Extract to read:
____________

WHAT IS CRITICAL THINKING?

Critical thinking is our primary tool in making better


judgments. Critical thinking is the careful application of
reason in the determination of whether a claim is true.
Notice that it isn’t so much coming up with claims, true or
otherwise, that constitutes critical thinking; it’s the
evaluation of claims, however we come up with them.
You might say that our subject is really thinking about
thinking—we engage in it when we consider whether our
ideas really make good sense. Of course, since our
actions usually depend on what thoughts or ideas we’ve
accepted, whether we do the intelligent thing also
depends on how well we consider those thoughts and
ideas.

''Critical thinking'' is the main enemy of ''dogmatic
thinking''.

A Dogma is belief without demonstration, a principle or
set of principles laid down by an authority as
incontrovertibly true. It serves as part of the primary
basis of an ideology or belief system, and it cannot be
changed or discarded without affecting the very system's
paradigm, or the ideology itself.

The term "dogmatic" can be used to refer to any belief
that is held stubbornly, including political and moral
beliefs. For this reason, there are religious dogmatisms,
political dogmatisms and moral dogmatisms.

____________

Entries shown:
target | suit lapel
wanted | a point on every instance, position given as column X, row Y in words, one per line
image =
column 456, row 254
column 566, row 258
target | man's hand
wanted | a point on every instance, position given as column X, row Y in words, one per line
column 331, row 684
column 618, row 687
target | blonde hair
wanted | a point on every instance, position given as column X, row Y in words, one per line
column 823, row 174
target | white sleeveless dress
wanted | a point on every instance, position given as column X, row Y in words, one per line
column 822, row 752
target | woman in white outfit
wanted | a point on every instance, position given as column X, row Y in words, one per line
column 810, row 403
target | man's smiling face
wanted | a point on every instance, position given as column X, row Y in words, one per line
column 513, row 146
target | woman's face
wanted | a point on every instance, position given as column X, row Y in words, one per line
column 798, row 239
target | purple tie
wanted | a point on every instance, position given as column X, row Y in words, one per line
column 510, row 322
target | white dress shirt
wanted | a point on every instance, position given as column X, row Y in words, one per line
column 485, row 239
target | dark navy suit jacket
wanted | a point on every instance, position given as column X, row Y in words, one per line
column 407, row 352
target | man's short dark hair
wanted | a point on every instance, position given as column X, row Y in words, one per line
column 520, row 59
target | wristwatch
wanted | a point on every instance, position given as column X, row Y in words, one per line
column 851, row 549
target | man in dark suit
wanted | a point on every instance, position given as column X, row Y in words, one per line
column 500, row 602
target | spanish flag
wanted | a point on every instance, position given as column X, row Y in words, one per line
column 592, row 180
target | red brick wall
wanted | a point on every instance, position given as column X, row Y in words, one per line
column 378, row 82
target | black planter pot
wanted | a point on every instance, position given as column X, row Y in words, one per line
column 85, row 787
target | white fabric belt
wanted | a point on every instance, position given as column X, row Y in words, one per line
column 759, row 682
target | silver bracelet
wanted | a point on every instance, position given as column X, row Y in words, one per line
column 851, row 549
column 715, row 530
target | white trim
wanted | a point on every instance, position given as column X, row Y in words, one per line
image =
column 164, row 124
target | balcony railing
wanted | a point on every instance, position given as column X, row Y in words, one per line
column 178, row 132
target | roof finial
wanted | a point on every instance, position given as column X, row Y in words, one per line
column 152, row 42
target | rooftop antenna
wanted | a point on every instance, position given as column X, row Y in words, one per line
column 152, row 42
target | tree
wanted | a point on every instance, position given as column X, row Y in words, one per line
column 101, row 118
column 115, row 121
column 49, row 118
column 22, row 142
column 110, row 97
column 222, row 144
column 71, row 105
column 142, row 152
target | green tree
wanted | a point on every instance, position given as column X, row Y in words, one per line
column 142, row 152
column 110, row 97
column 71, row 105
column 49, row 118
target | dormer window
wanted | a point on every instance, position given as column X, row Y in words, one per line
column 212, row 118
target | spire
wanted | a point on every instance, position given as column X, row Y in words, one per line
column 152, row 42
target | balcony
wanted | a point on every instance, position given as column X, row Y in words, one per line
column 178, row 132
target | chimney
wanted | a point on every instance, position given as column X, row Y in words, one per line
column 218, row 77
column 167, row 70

____________

Written tasks:
1) Report each line of the listing that contains the word "suit".
2) Carry the passage about critical thinking forward from its final sentence by writing the part that comes next.
The passage and the listing have separate, unrelated origins.

Response list:
1)
target | suit lapel
target | dark navy suit jacket
target | man in dark suit

2)
Thanks to critical thinking, we can:

- determine what information is or is not pertinent;


- distinguish between rational claims and emotional ones;
- separate fact from opinion;
- recognize the ways in which evidence might be limited or
compromised;
- spot deception and holes in the arguments of others;
- recognize logical flaws in arguments;
- attend to contradictory, inadequate, or ambiguous information;
- construct cogent arguments rooted in data rather than opinion;
- avoid overstated conclusions;
- identify holes in the evidence and suggest additional
information to collect;
- recognize that a problem may have no clear answer or
single solution;
- propose other options and weigh them in the decision;
- correctly and precisely use evidence to defend the
argument;
- logically and cohesively organize the argument;
The things that you will learn from critical thinking
are applicable to nearly any subject people can
talk or think about. The same principles that
apply to your everyday decision also apply to
issues of worldwide importance (Should the
United States invade Iran? Is global warming a
serious threat?). In matters both big and small,
the more critical thinking that goes on, the
better.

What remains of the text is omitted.